> [PROVIDED MATERIAL]
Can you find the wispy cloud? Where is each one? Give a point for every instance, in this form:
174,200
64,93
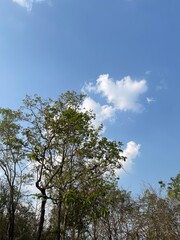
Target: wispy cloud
28,4
122,94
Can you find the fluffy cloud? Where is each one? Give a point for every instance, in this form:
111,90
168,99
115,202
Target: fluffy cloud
131,151
27,3
103,112
122,94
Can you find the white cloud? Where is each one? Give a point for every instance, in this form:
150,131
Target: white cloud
103,112
122,94
131,151
150,100
162,86
27,3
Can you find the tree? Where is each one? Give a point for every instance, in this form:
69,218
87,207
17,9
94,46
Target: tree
11,162
64,146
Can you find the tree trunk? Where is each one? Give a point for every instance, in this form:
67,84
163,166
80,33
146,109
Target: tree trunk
42,214
11,211
11,225
58,237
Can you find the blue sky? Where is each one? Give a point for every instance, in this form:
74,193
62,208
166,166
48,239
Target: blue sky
124,54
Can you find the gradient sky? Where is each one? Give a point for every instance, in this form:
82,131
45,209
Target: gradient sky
124,54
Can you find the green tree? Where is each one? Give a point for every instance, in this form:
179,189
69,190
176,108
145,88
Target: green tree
11,162
64,146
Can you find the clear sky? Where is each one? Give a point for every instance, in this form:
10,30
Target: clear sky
124,54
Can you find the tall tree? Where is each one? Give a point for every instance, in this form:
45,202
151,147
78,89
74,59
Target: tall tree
11,162
64,146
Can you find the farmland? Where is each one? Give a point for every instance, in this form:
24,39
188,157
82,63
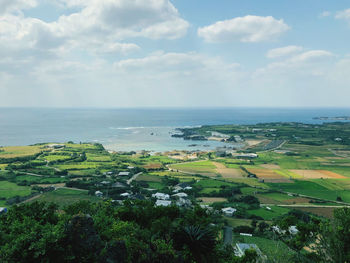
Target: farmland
263,182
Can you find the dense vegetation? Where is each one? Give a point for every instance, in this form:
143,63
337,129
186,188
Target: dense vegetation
104,232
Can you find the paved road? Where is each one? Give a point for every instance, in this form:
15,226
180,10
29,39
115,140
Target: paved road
133,178
227,235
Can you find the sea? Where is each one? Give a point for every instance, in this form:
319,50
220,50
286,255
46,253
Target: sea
140,128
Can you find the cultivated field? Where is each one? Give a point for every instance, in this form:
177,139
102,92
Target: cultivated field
228,173
268,175
317,174
19,151
210,200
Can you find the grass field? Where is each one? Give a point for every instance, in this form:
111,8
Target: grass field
181,176
211,183
97,158
276,251
317,174
40,180
233,222
8,190
149,178
269,214
210,200
19,151
78,166
56,157
65,196
202,167
312,189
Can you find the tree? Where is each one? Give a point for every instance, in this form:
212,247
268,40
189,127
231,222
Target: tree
334,241
199,241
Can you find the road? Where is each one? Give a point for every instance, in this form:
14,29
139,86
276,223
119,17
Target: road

> [DIRECTIONS FOR THIS TASK]
Return all of the records above word for word, leaving out the pictures.

> [RESULT OF THIS EXERCISE]
Can you find the wispy cloud? Where is each one? Give a point for every instance, in this form:
174,200
64,93
Target: wispy cloud
28,4
122,94
Can you find the fluffy cloud? Where is each one? Give a point for every instance, in this form:
111,90
168,99
115,202
Target: fluffy cloud
131,151
27,3
103,112
122,94
Can you find the white cloud? Where is each one? Give a point for every instance, in this form:
150,131
Target: white cloud
103,112
122,94
131,151
150,100
162,86
27,3
Can you find the tree? Where is each one? Give a point for every instance, in this form:
69,218
87,207
17,9
94,46
Target: tree
11,162
64,146
Can you find the tree trunk? Where is each one? Give a point for every instance, in this form:
67,84
163,166
80,33
146,109
Target: tree trunk
42,214
11,211
11,225
58,237
Can you find the blue sky? Where is each one? Give a point for every instance, in this form:
74,193
62,208
166,166
48,239
Target: blue sky
124,54
Can you find the gradient sky? Where is each one? Give a point for every instance, in this form:
82,131
45,209
Target: gradient sky
124,54
Can you find the green tree? Where is each one? Give a point for every instance, in this form:
179,189
69,190
176,108
145,88
Target: green tree
11,162
64,146
Can you find the clear sky? Where is each one? Give a point for every instance, in this form:
10,30
Target: clear sky
124,54
Can you find the tall tree? Where is each one? Give a point for every instance, in this form:
45,202
151,147
78,89
74,59
Target: tall tree
11,162
64,146
Can you find the farmland? Where is each one? Give a point for every instance, in this form:
24,39
188,157
82,63
Target: farmland
263,182
Can you find the dense vegetation? Where is each one? Give a point for every instance, in this form:
143,63
337,129
186,188
Target: dense vegetation
104,232
Can you find the paved road? Where is each one? Give a point for every instance, in this form:
15,226
180,10
29,39
115,140
Target: paved road
133,178
227,235
Can you find the sea? Where is each one? Give a point for every instance, in this form:
319,50
220,50
286,255
46,253
Target: sea
140,128
Can you find the cultivated field? Where is each one? Give a point for every instance, in this form:
177,139
102,92
Target: cultivated field
228,173
268,175
317,174
19,151
210,200
Can you find the grass field? Where is each one? Give a point for every instance, in this form:
111,8
Target: grass field
181,176
211,183
97,158
276,251
317,174
40,180
233,222
8,190
149,178
269,214
210,200
19,151
78,166
56,157
65,196
202,167
312,189
Can you find the tree? Where is each one? Give a point for every instance, in this form:
212,247
268,40
189,127
231,222
Target: tree
334,241
199,241
Can you find the road? Where is each one? Give a point for every instance, in this form:
14,29
139,86
276,223
119,17
Target: road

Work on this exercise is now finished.